* _WORK TASK_:
Please pick up the piece on conservation volunteering on Flat Holm Island below and keep writing from its last sentence.

* _DOCUMENT TEXT_:
It may have been my first visit, and my conservation skills still need honing, but I’ve now got a real taste for The Great Outdoors.

The Flat Holm Project flatholmisland.com offers residential weekends for volunteers from March to October, priced at £19pppn for hostel accommodation (£8 for camping) and £5 for day visits.

Originally published in the February 2013 issue of Coast

Need to know

What you need to get started
Visit the website of the Countryside Jobs Service (countryside-jobs.com), which has a section on volunteering. The National Trust, Wildlife Trust and the Conservation Volunteers are also useful. Island locations around the UK offer a greater sense of escape, but boat services often stop between October and March. For a taster, get involved with the Marine Conservation Society’s Beachwatch (mcsuk.org), and take part in year-round beach cleans and surveys.

What it costs
Prices vary between projects and transport costs are not always covered. A low-key weekend with communal meals and dormitory accommodation is relatively inexpensive (less than £40 per night full board), but you shouldn’t expect too many home comforts. Remember to take a sleeping bag and a well-stocked sponge bag, as well as a willingness to muck in with the group. It would also be a good idea to bring along a medical kit.

Where to stay
Dormitory accommodation in ten-bed rooms on Flat Holm Island is simple but homely. The new Keeper’s Cottage offers three-star self-catering with two double bedrooms, two bathrooms, a lounge and dining room. Pop next door to the foghorn station to see the early 20th-century machinery for the foghorn and lighthouse. There are longer-term plans to turn this into a working museum. Cottage hire starts from £350 per weekend (sleeps four) but you need to bring your own supplies.

* _INFORMATION SUPPLIED_:
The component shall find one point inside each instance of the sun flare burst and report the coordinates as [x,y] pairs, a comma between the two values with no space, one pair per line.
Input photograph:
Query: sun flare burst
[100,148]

* _ANSWER TO THIS TASK_:
Ask the pros

Sam Whitfield, Assistant Conservation and Heritage Warden on Flat Holm, studied ecology at Cardiff University ‘I love all seasons here — the blue-sky days, the raging storms. Cardiff is just five miles away but I have a totally different lifestyle. Things go wrong, of course, so improvisation is part of the job. It’s been a learning curve for me, both dealing with livestock and the island’s bird colony. This year, I was in charge of lambing – I delivered 51 lambs. It was a month of total exhaustion but hugely rewarding.’

Some other islands you can volunteer on:

Fair Isle (Shetland)

Why to go there
Spot seals, whales and dolphins during summer.

How you can help
On the week-long Thistle Camps, you can help with painting, fencing and even sheep-shearing.

Cost
Around £220pp, including bunkhouse accommodation and meals. You must make your own way to Grutness on Shetland, which is accessible by plane or ferry from Aberdeen or Orkney.

When
Spring through summer. Make applications from January via the National Trust for Scotland nts.org.uk/thistlecamps.

Calf of Man (northwest England)

Why go there

The islet, off the southwest coast of the Isle of Man, is a bird observatory and the original home of the Manx Shearwater.

How can you help

Volunteers are needed throughout winter to help eradicate the non-native brown rats from the island.

Cost

None for a one- to two-week commitment. Dormitory accommodation, a small allowance for food and transport are included.

When

From December to March or later. Book via the Manx Wildlife Trust www.manxwt.org.uk.